• **WHAT THIS TASK INVOLVES**
Write out each entry again. Keep every word exactly as it is.

• **RECORDS SHOWN**
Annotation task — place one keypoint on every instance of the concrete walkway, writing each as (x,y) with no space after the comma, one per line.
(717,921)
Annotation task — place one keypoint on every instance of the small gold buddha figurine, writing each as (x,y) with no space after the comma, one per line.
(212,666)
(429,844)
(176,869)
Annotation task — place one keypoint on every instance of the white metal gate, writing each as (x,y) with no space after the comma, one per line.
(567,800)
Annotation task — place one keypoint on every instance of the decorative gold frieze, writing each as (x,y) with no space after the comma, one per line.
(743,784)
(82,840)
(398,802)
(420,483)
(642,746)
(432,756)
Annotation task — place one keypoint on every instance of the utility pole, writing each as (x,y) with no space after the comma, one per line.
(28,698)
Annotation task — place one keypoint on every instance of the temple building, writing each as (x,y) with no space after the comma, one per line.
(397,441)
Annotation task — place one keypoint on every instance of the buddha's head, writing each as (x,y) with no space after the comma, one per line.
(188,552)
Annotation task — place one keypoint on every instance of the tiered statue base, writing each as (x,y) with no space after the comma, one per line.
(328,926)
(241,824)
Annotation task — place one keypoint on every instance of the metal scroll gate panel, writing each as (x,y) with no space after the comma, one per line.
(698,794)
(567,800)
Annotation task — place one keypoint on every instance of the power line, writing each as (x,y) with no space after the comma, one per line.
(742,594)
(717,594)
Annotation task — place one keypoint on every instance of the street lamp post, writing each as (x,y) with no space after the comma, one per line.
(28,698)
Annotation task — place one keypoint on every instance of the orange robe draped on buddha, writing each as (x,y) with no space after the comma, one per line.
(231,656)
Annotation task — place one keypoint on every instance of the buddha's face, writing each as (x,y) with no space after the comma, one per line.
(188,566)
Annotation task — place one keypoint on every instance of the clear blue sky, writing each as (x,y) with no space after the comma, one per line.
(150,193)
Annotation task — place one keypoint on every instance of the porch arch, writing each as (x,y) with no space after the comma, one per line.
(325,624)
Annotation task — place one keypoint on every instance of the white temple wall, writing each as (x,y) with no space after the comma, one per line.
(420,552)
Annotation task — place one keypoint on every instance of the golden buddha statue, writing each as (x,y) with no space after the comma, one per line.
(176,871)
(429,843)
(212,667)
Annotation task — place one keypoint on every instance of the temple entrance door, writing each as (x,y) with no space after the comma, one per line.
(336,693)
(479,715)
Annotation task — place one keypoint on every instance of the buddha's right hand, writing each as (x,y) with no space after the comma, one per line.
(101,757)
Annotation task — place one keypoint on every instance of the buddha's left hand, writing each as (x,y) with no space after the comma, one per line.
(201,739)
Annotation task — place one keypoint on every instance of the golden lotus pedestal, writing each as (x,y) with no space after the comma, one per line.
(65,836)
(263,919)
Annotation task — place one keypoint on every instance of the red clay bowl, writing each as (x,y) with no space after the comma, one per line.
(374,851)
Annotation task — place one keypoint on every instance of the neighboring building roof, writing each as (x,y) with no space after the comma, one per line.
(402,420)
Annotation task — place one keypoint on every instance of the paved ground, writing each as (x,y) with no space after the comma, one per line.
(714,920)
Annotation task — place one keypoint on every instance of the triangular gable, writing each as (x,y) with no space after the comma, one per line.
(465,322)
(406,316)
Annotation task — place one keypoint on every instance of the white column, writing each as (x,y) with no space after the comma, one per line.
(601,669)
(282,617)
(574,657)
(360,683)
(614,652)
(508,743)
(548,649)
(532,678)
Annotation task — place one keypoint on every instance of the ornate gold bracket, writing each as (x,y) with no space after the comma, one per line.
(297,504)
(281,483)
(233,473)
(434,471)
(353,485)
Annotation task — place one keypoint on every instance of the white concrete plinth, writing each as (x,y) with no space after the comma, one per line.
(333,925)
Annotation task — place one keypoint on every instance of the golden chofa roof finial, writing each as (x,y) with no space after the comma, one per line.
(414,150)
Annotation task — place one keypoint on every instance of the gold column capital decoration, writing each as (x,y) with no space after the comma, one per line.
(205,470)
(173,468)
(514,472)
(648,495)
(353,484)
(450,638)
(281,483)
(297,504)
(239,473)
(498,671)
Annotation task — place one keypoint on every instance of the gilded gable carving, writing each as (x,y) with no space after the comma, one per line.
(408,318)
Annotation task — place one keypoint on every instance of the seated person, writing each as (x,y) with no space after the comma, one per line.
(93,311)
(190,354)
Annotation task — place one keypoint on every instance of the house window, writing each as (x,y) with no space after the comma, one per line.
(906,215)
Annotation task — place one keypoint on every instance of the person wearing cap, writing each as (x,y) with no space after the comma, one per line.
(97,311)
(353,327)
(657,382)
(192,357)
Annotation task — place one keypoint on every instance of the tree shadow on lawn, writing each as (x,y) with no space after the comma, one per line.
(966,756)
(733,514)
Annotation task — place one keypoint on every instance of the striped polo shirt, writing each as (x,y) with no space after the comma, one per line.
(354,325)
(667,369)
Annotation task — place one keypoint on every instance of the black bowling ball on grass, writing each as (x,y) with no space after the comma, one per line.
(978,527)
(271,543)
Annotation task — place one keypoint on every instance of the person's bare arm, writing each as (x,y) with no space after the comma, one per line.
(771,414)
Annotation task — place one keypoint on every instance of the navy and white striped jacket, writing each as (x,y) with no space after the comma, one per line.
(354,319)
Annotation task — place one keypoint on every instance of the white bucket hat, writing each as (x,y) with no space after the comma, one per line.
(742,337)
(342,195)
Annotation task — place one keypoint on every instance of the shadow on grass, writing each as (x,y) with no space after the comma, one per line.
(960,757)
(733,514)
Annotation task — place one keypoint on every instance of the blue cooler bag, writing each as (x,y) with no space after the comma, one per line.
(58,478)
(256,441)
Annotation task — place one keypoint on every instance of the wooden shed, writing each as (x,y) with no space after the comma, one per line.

• **RESULT BELOW**
Annotation task — place one keypoint on every instance of the concrete walkway, writing each as (x,y) with no space after the comma, one per line.
(717,921)
Annotation task — place one keypoint on every instance of the small gold buddha figurine, writing each as (x,y) with no space after the comma, one per line.
(212,666)
(429,844)
(176,869)
Annotation task — place one keypoint on every instance of the white metal gate, writing each as (x,y) with no space after the comma, one per line.
(567,800)
Annotation task — place one keypoint on every instance of the decorative gold frieze, writing each as (x,y) with no space after the comma, one per line.
(743,784)
(82,840)
(398,802)
(420,483)
(642,746)
(432,756)
Annotation task — place one keypoint on every instance of the utility pole, writing each as (x,y) with no space after the comma, one per line.
(28,698)
Annotation task — place one keypoint on every instance of the temple building, writing each as (x,y) with no space after the comma, one per line.
(397,441)
Annotation task — place one keypoint on every instance of the buddha's head, writing each as (x,y) with no space after the comma, one per line.
(188,552)
Annotation task — place one keypoint on every instance of the tiered statue base, writing each as (x,y) with no space after the comma, one per line.
(328,926)
(241,824)
Annotation task — place one keypoint on every instance of the metal scroll gate panel, writing each as (x,y) with no space after the comma, one per line.
(698,794)
(567,800)
Annotation task — place one keypoint on every instance of the power line, writing each as (x,y) with no space after the comma, one per line.
(742,594)
(717,594)
Annotation task — place one keypoint on every instance of the street lamp post, writing each as (x,y) with no space after the comma, one per line.
(28,698)
Annotation task — place one keypoint on every instance of the orange robe draped on buddha, writing each as (x,y) with no space after the comma, one per line.
(231,656)
Annotation task — place one keypoint on every instance of the buddha's face, writing each as (x,y) with no space after the comma, one per line.
(188,566)
Annotation task — place one keypoint on every instance of the clear blue sky, writing each as (x,y) with no space after the comma, one per line.
(150,193)
Annotation task — place one keypoint on every instance of the porch arch, writing each as (x,y) with no space after the comma, one per line.
(325,624)
Annotation task — place one keypoint on every instance of the white temple wall, writing each as (x,y) with no space after the comma, one per line.
(420,552)
Annotation task — place one keypoint on every instance of the golden buddha statue, writing each as (x,y) with no space after the comma, one per line.
(176,871)
(429,843)
(212,667)
Annotation task — place one keypoint on every instance of the temple entrance door, writing each as (x,y) with no space after the comma, one per line.
(336,693)
(479,715)
Annotation task — place one keypoint on every instance of the buddha's right hand, writing each as (x,y) with no space after the comma, one per line.
(101,757)
Annotation task — place one keypoint on every instance of the buddha's left hand, writing each as (x,y) with no space after the comma, one per line.
(201,739)
Annotation task — place one keypoint on every instance of the golden lotus pedestal, writing each as (x,y) with no space after the comma, one per line.
(65,836)
(263,919)
Annotation task — place one keypoint on every instance of the red clay bowl, writing each as (x,y) with no space after the comma, one per line.
(374,851)
Annotation task — place one keypoint on every instance of the neighboring building roof, writing each as (x,y) with no space after the comma, one per line.
(402,420)
Annotation task — place one keypoint on every instance of the paved ground, writing each as (x,y) with no space after the comma, one per line.
(714,920)
Annotation task — place one keypoint on every instance of the triangular gable, writing each as (x,y) with no space after the comma, one per line.
(465,322)
(406,316)
Annotation task — place one keypoint on every instance of the white column, writing each as (x,y) with no space after the comma, one per line.
(601,669)
(282,617)
(574,657)
(360,683)
(614,652)
(508,743)
(548,649)
(532,678)
Annotation task — place one keypoint on every instance of the ornate gold bracket, writing each as (x,y) with no space after the comma, one per line.
(297,504)
(281,483)
(233,473)
(434,471)
(353,485)
Annotation task — place one keypoint on every instance of the white concrete plinth, writing each as (x,y) with no space after the comma, one per line.
(333,925)
Annotation task — place one keypoint on every instance of the golden chofa roof finial, writing each as (x,y) with no space after the comma, one per line.
(414,150)
Annotation task — place one keypoint on every instance of the gold column capital decoration, writing each as (x,y) with no space after the comma, one per line.
(205,470)
(173,468)
(514,472)
(648,495)
(353,484)
(450,638)
(281,483)
(297,504)
(239,473)
(498,671)
Annotation task — place one keypoint on every instance of the gilded gable carving, writing each as (x,y) with no space after the comma, one per line.
(408,318)
Annotation task — place one keypoint on every instance of the seated person, writing each as (x,y) with no space after the comma, one per line.
(93,311)
(190,354)
Annotation task — place one keypoint on every instance of the house window, writing each as (x,y) with no space after the comma, one per line.
(906,215)
Annotation task — place one keypoint on every instance of the person wearing cap, writing each as (x,y) with no space after the comma, one per line.
(97,311)
(353,327)
(657,382)
(192,357)
Annotation task — place one keypoint on every instance of the tree shadow on lawn, writing each as (x,y) with no space after the comma, one per line.
(966,756)
(733,514)
Annotation task — place one keypoint on every instance of the striped polo shirt, writing each as (x,y) with no space after the comma, one per line.
(354,325)
(667,369)
Annotation task — place one keypoint on every instance of the black bowling ball on grass, writing each as (x,y) with no space after the comma, one per line.
(978,527)
(271,543)
Annotation task — place one keypoint on every instance of the person's bare arm, writing each as (x,y) with no space after the comma, one per line.
(771,414)
Annotation task — place one keypoint on every instance of the navy and white striped jacket, writing each as (x,y) with no space after the comma, one per line.
(354,319)
Annotation task — place one keypoint on every instance of the white bucket hat, writing each as (x,y) with no space after the comma, one per line.
(742,337)
(342,195)
Annotation task — place one keypoint on every instance of the shadow on grass, writing each as (x,y) with no space after the comma, one per line.
(960,757)
(733,514)
Annotation task — place one keypoint on every instance of the blue cooler bag, writing each as (x,y) with no space after the comma, one per line.
(58,478)
(256,441)
Annotation task — place one keypoint on every instance of the wooden shed, writing each as (x,y) with no space after the comma, one per line.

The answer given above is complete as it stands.